» TASK TO COMPLETE
Retype the material below. Keep every word exactly as it is.

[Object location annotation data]
============================================================

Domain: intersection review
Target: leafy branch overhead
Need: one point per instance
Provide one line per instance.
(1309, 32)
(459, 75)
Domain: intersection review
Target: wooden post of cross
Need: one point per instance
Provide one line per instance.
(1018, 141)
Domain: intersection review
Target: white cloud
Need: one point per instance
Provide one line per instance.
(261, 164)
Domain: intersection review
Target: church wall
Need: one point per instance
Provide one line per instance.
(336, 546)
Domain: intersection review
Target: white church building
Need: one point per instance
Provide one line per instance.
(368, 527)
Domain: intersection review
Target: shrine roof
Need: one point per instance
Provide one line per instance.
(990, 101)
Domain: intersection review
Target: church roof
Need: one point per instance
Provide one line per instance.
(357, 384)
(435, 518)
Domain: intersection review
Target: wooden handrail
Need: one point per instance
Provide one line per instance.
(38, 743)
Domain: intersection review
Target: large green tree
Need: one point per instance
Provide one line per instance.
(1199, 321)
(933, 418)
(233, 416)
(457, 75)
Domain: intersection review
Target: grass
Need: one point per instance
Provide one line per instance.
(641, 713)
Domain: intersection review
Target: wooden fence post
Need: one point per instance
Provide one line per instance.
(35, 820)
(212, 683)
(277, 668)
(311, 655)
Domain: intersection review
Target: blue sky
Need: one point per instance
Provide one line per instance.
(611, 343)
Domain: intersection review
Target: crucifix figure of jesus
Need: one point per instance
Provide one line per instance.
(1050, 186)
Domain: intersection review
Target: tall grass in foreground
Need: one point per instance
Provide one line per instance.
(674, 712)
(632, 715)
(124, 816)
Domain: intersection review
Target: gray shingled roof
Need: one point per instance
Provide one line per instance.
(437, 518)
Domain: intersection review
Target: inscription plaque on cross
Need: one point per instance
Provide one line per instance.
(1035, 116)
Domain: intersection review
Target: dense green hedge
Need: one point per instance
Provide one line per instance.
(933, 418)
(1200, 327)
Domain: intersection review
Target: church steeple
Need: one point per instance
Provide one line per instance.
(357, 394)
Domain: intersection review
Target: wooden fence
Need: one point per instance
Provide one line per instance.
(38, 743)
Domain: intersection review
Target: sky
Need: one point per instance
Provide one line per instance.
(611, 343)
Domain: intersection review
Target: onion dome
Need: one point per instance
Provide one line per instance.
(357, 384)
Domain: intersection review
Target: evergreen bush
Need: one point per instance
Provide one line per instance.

============================================================

» OUTPUT OF THE TASK
Domain: intersection review
Target: leafy branch overhead
Need: one point per instance
Provide one line per instance.
(1309, 32)
(459, 75)
Domain: intersection review
Target: wooden post of cross
Need: one point per instance
Provide one line per instance.
(1018, 141)
Domain: intersection review
Target: white cloud
Need: one point per instance
Provide one line per instance.
(261, 164)
Domain: intersection review
Target: church wall
Need: one point per instance
Provide one line per instance.
(336, 546)
Domain: intersection review
Target: white church building
Need: one point per instance
Provide one line per instance.
(368, 527)
Domain: intersection review
Target: shrine roof
Need: one point per instance
Provide one line per instance.
(990, 101)
Domain: intersection review
Target: church roof
Need: one point per instance
Provide one line per instance.
(357, 384)
(435, 518)
Domain: intersection review
Target: wooden handrail
Need: one point per instance
Provide one line per instance.
(38, 743)
Domain: intersection review
Target: large green tree
Need: one point per instance
Provide one line per instance.
(1199, 321)
(933, 418)
(233, 416)
(457, 75)
Domain: intersection review
Target: grass
Need: one point per instance
Provide one line per instance.
(641, 713)
Domain: intersection review
Target: wooden fence post
Need: one point per instance
Provide one line per instance.
(35, 820)
(212, 683)
(277, 668)
(311, 655)
Domain: intersection review
Target: blue sky
Need: one point per instance
Provide one line per instance.
(611, 343)
Domain: intersection review
Target: crucifix figure of jesus
Need: one point per instance
Provide one line per instance.
(1050, 186)
Domain: intersection review
Target: tall grass in foreground
Need: one point per instance
Provide one line per instance.
(674, 712)
(632, 715)
(124, 816)
Domain: intersection review
Target: gray shingled roof
Need: one point per instance
Provide one line per instance.
(437, 518)
Domain: intersection review
Target: inscription plaque on cross
Need: one point per instance
Provide one line per instance.
(1035, 116)
Domain: intersection review
Target: dense green hedge
Need: one point per instance
Provide one line per instance.
(933, 418)
(1200, 327)
Domain: intersection review
Target: church steeple
Need: one point per instance
Provide one line per instance.
(357, 394)
Domain: intersection review
Target: wooden fence
Need: one point per instance
Provide one line per instance.
(38, 743)
Domain: intersection review
Target: sky
Need: one point per instance
Provide one line per instance.
(611, 343)
Domain: intersection review
Target: onion dome
Need: one point per instance
Provide one line per instance.
(357, 384)
Domain: intersection review
Target: evergreen bush
Need: one point per instance
Provide one line per instance.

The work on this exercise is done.